### What the task requires
Copy the listing below word for word from its beginning through the line that contains "positive clicks: (340, 96) (295, 101)", including that line, and leave out the pictures.

.....

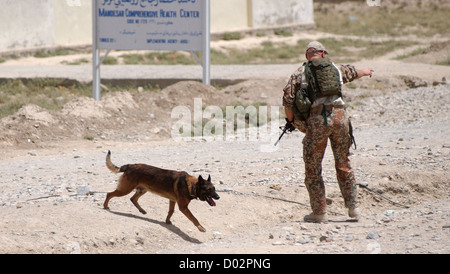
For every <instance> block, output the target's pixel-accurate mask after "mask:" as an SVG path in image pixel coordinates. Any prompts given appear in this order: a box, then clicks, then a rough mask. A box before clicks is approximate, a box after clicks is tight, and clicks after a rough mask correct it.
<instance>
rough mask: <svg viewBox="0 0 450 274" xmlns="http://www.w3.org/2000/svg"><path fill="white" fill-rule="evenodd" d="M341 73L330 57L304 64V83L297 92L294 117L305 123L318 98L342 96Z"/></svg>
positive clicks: (340, 96) (295, 101)
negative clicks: (304, 121)
mask: <svg viewBox="0 0 450 274" xmlns="http://www.w3.org/2000/svg"><path fill="white" fill-rule="evenodd" d="M340 73H341V72H340V70H339V69H338V68H337V67H336V66H335V65H334V64H333V63H332V62H331V60H330V58H328V57H323V58H315V59H312V60H311V61H309V62H305V63H304V64H303V73H302V82H301V85H300V87H299V88H298V89H297V90H296V92H295V108H294V115H295V117H296V118H297V119H299V120H301V121H305V120H306V119H307V118H308V116H309V112H310V109H311V105H312V103H313V102H314V101H315V100H316V99H317V98H321V97H326V96H332V95H337V96H340V97H341V96H342V93H341V86H342V81H341V79H342V78H341V74H340ZM291 83H292V81H291ZM291 88H293V87H291Z"/></svg>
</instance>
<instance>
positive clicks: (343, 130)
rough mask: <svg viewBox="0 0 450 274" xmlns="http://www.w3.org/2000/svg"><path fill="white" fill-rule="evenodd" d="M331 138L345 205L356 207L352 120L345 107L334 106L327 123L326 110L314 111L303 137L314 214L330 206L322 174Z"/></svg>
mask: <svg viewBox="0 0 450 274" xmlns="http://www.w3.org/2000/svg"><path fill="white" fill-rule="evenodd" d="M328 139H330V144H331V149H332V150H333V155H334V161H335V168H336V175H337V180H338V183H339V188H340V190H341V193H342V196H343V197H344V202H345V206H346V207H347V208H354V207H356V198H357V192H356V181H355V176H354V174H353V170H352V169H351V167H350V160H349V153H350V146H351V138H350V135H349V120H348V117H347V115H346V113H345V110H344V109H343V108H333V109H332V110H331V111H329V112H327V125H325V121H324V116H323V115H322V114H313V113H312V114H311V115H310V117H309V118H308V119H307V121H306V133H305V137H304V139H303V160H304V162H305V186H306V188H307V190H308V193H309V198H310V204H311V208H312V211H313V213H314V214H324V213H325V212H326V207H327V204H326V198H325V185H324V182H323V178H322V159H323V157H324V154H325V150H326V148H327V142H328Z"/></svg>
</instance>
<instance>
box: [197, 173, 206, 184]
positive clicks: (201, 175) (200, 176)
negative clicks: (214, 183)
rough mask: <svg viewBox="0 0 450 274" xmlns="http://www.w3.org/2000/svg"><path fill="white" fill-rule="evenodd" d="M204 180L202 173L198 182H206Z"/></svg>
mask: <svg viewBox="0 0 450 274" xmlns="http://www.w3.org/2000/svg"><path fill="white" fill-rule="evenodd" d="M204 181H205V180H203V177H202V175H200V176H198V182H199V183H202V182H204Z"/></svg>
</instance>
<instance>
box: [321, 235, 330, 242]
mask: <svg viewBox="0 0 450 274" xmlns="http://www.w3.org/2000/svg"><path fill="white" fill-rule="evenodd" d="M319 240H320V241H321V242H327V243H329V242H331V237H328V236H325V235H324V236H321V237H320V238H319Z"/></svg>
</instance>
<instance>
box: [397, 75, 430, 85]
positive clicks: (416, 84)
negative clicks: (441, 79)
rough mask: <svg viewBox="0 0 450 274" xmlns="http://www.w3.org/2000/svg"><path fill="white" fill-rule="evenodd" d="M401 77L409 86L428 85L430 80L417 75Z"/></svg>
mask: <svg viewBox="0 0 450 274" xmlns="http://www.w3.org/2000/svg"><path fill="white" fill-rule="evenodd" d="M401 79H402V80H403V81H404V82H405V84H406V85H407V86H408V87H409V88H418V87H427V86H428V82H427V81H425V80H423V79H420V78H419V77H416V76H409V75H408V76H401Z"/></svg>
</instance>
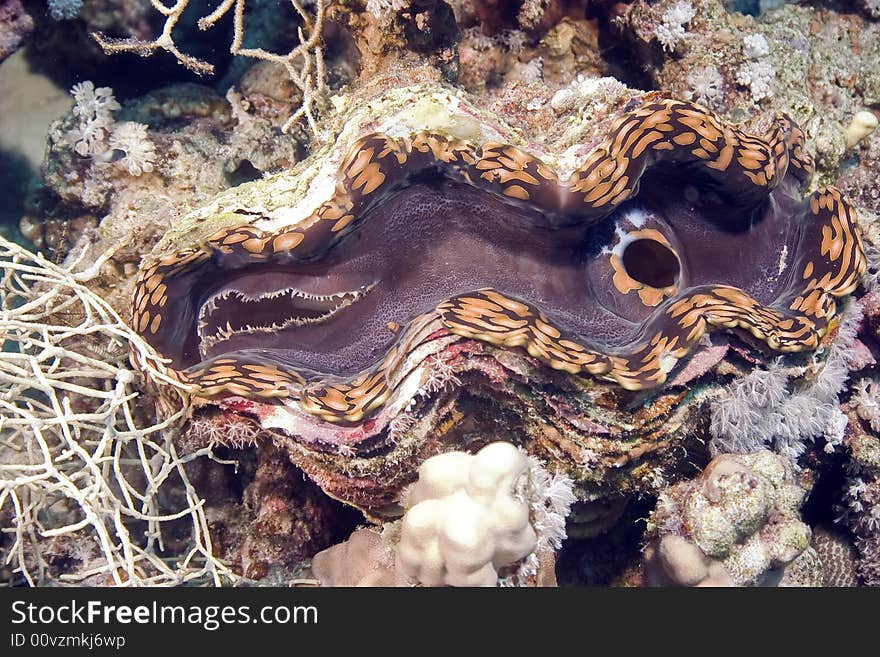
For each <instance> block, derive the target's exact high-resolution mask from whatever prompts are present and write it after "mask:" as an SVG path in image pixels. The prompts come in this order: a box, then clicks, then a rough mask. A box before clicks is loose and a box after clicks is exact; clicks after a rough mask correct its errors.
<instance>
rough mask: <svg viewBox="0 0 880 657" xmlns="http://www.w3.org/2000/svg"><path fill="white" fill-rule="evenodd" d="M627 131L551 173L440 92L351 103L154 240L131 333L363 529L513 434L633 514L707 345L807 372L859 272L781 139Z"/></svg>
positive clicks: (680, 103)
mask: <svg viewBox="0 0 880 657" xmlns="http://www.w3.org/2000/svg"><path fill="white" fill-rule="evenodd" d="M622 105H623V106H622V109H620V111H618V112H617V116H616V118H615V119H614V120H613V121H608V122H602V123H601V125H600V126H599V127H598V128H597V131H596V138H595V139H593V140H592V141H591V142H590V143H580V144H576V145H574V146H572V147H570V148H565V149H564V150H563V149H562V147H560V146H558V145H554V144H549V143H546V142H537V141H536V142H528V141H525V140H524V139H523V138H522V136H521V135H519V134H518V133H517V132H516V131H515V130H513V129H512V128H510V127H509V126H507V125H505V124H504V122H503V120H502V119H501V118H499V117H494V116H491V115H488V114H487V113H486V112H484V111H482V110H480V109H479V108H478V107H476V106H475V105H474V104H473V103H471V102H470V101H469V100H468V99H467V97H465V96H464V95H463V94H461V93H459V92H453V91H451V90H447V89H445V88H443V87H438V86H434V87H430V88H427V87H426V86H425V85H416V86H412V87H404V88H398V89H394V90H393V91H389V92H386V93H385V94H384V95H378V96H376V97H374V98H371V99H366V100H362V101H361V102H353V105H352V107H351V108H348V109H347V110H344V111H343V114H344V118H343V119H342V120H340V122H339V125H340V126H341V127H340V129H339V132H338V136H337V139H336V141H335V143H333V144H331V145H329V146H327V147H325V148H323V149H320V150H319V151H317V152H316V153H315V154H314V155H313V156H312V157H311V158H310V159H309V160H308V161H306V162H305V163H303V165H302V166H300V167H298V168H297V169H295V170H293V171H290V172H283V173H281V174H277V175H275V176H270V177H268V178H266V179H264V180H260V181H256V182H253V183H248V184H245V185H242V186H241V187H239V188H236V189H233V190H231V191H230V192H227V193H226V194H224V195H222V196H221V197H220V198H218V199H216V200H215V201H214V202H213V203H211V204H210V205H208V206H207V207H205V208H201V209H199V210H197V211H195V212H193V213H190V214H189V215H188V216H187V217H185V218H184V219H183V220H182V221H181V222H180V223H179V224H178V225H176V226H175V227H174V228H173V229H172V230H171V231H170V232H169V234H168V235H166V237H165V239H164V240H163V241H162V242H161V243H160V244H159V245H158V246H157V248H156V250H155V251H154V253H153V254H151V255H150V256H148V257H147V258H146V259H145V260H144V263H143V265H142V268H141V272H140V275H139V278H138V282H137V287H136V292H135V296H134V302H133V323H134V326H135V328H136V330H137V331H138V332H139V333H140V334H141V335H142V336H143V337H144V338H145V339H146V340H147V341H148V342H150V343H151V344H152V345H153V346H154V347H155V348H156V350H157V351H158V352H159V353H160V354H161V355H162V356H164V357H166V358H168V359H169V360H170V365H171V367H172V370H173V372H174V374H175V376H177V377H178V378H179V379H180V380H181V381H182V382H183V383H186V384H188V385H189V386H191V388H192V390H193V391H194V395H195V397H196V398H198V399H200V400H202V401H207V402H208V403H211V404H215V405H219V406H221V407H225V408H229V409H234V410H235V412H237V413H241V414H245V415H251V416H253V417H256V418H258V419H259V421H260V424H261V426H262V427H263V428H264V429H266V430H270V431H272V432H273V433H274V434H275V436H276V440H277V441H278V442H279V443H280V444H282V445H284V446H285V447H286V448H287V449H288V451H289V453H290V456H291V459H292V460H293V462H294V463H296V464H297V465H298V466H299V467H301V468H303V470H305V471H306V472H307V473H309V474H310V475H311V476H312V477H313V478H314V479H315V480H316V481H317V482H318V483H319V484H320V485H321V486H322V487H323V488H324V490H325V491H326V492H328V493H329V494H331V495H333V496H335V497H338V498H340V499H343V500H344V501H346V502H349V503H351V504H354V505H356V506H359V507H360V508H362V509H364V510H365V511H367V512H368V513H370V514H372V515H373V516H380V515H382V514H383V513H384V512H385V511H386V509H387V508H388V505H392V504H393V503H394V502H395V501H396V496H397V495H398V494H399V492H400V489H401V487H402V486H403V485H404V484H405V483H407V482H408V481H410V480H412V478H413V477H414V473H415V468H416V467H417V466H418V464H419V462H420V461H421V460H423V458H424V457H425V455H427V454H430V453H434V452H436V451H443V450H445V449H447V447H445V445H455V446H458V445H461V444H464V445H468V444H469V443H470V442H473V441H479V440H485V441H488V440H491V439H492V438H493V437H495V436H501V437H507V438H509V437H510V435H511V434H513V435H514V436H516V437H518V439H519V440H520V441H521V442H522V443H523V444H526V445H527V446H528V449H530V450H531V451H534V452H537V453H539V454H541V455H542V456H544V457H547V458H549V459H550V460H552V461H553V462H554V463H555V464H556V466H557V467H562V468H567V469H568V470H569V473H570V474H571V475H572V476H573V477H574V478H575V479H576V480H577V481H579V482H580V483H582V484H584V485H587V484H588V483H589V484H592V485H593V489H592V490H593V493H595V492H596V491H597V490H598V491H605V492H607V491H608V490H610V488H609V484H610V482H611V481H612V479H614V478H616V481H617V484H619V485H618V486H617V487H618V488H619V489H624V490H625V489H626V488H627V487H629V488H630V489H631V488H633V487H638V484H637V483H633V481H634V477H635V476H636V475H639V467H640V462H641V460H642V459H643V458H644V457H645V455H646V454H651V453H657V454H668V453H669V450H670V449H672V448H673V447H674V444H675V440H672V436H673V435H674V434H675V433H676V432H678V431H680V430H682V427H684V425H685V424H686V422H687V421H688V419H689V418H691V416H692V411H693V407H694V401H695V398H696V396H695V395H694V394H693V392H692V390H691V389H690V388H689V387H688V386H686V385H683V383H687V381H686V379H687V378H688V377H683V376H681V373H682V372H683V371H684V370H685V369H686V368H687V364H688V361H689V359H690V356H689V354H690V353H691V352H693V351H694V350H695V349H698V348H703V347H704V346H705V341H706V339H707V338H706V337H705V336H706V335H707V333H708V332H710V331H722V332H728V333H732V334H734V335H735V336H736V337H735V338H734V339H736V340H737V344H738V345H739V344H742V347H741V348H742V349H752V350H757V351H758V352H763V353H768V354H772V353H787V352H801V351H812V350H816V349H817V348H819V347H820V346H821V343H822V340H823V337H824V336H825V335H826V333H828V331H829V329H830V328H831V327H832V325H833V317H834V315H835V312H836V300H837V299H839V298H840V297H842V296H845V295H847V294H849V293H850V292H852V291H853V289H854V288H855V287H856V285H857V284H858V281H859V279H860V277H861V275H862V273H863V272H864V269H865V256H864V252H863V249H862V245H861V238H860V234H859V229H858V226H857V222H856V218H855V212H854V209H853V207H852V206H851V205H850V204H849V203H848V202H847V201H846V200H845V199H844V198H842V196H841V195H840V193H839V192H838V191H837V190H835V189H834V188H832V187H825V188H821V189H819V190H817V191H815V192H813V193H812V194H809V195H807V196H804V190H805V188H806V187H807V184H808V181H809V178H810V174H811V173H812V161H811V159H810V157H809V155H808V154H807V153H806V152H805V150H804V136H803V133H802V132H801V131H800V130H799V129H798V128H797V126H796V125H794V124H793V122H792V121H790V120H789V119H788V118H787V117H784V116H780V117H777V118H776V119H775V120H774V122H773V123H772V125H771V126H770V128H769V130H768V131H767V132H766V134H765V135H764V136H762V137H758V136H752V135H750V134H748V133H747V132H744V131H743V130H741V129H739V128H737V127H736V126H734V125H731V124H729V123H727V122H725V121H724V120H722V119H721V118H719V117H718V116H716V115H715V114H713V113H712V112H711V111H709V110H707V109H705V108H703V107H700V106H699V105H696V104H693V103H689V102H684V101H679V100H674V99H671V98H667V97H665V96H663V95H661V94H657V93H650V94H645V95H642V96H635V97H632V98H630V99H629V100H627V101H626V102H625V103H622ZM740 340H743V342H740ZM701 345H703V346H701ZM722 355H723V354H722ZM718 358H721V356H718ZM717 360H718V359H716V362H717ZM670 378H671V383H670V382H669V379H670ZM493 434H494V435H493ZM661 460H662V459H661ZM622 466H627V468H622ZM649 470H650V468H649ZM615 471H616V472H615ZM624 472H625V473H626V474H621V473H624ZM639 476H643V477H644V476H647V475H646V472H641V474H640V475H639ZM626 477H629V482H628V483H626V484H624V483H621V481H622V479H624V478H626ZM612 487H613V486H612Z"/></svg>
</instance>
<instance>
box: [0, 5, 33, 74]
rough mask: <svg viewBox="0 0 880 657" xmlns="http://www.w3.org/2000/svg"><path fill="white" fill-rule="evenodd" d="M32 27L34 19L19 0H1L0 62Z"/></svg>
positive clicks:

.....

### Task answer
For every <instance> block, output the target's pixel-accurate mask after "mask:" as an SVG path in image pixel coordinates. Any prompts given appear in this order: a box, then clicks, then a rough mask. A box before clicks is approximate, a box after clicks is tight, and clicks after a rough mask correct it.
<instance>
rough mask: <svg viewBox="0 0 450 274" xmlns="http://www.w3.org/2000/svg"><path fill="white" fill-rule="evenodd" d="M341 73L330 57L304 64V83L297 92L294 117L305 123L318 98L342 96Z"/></svg>
positive clicks: (340, 96) (295, 101)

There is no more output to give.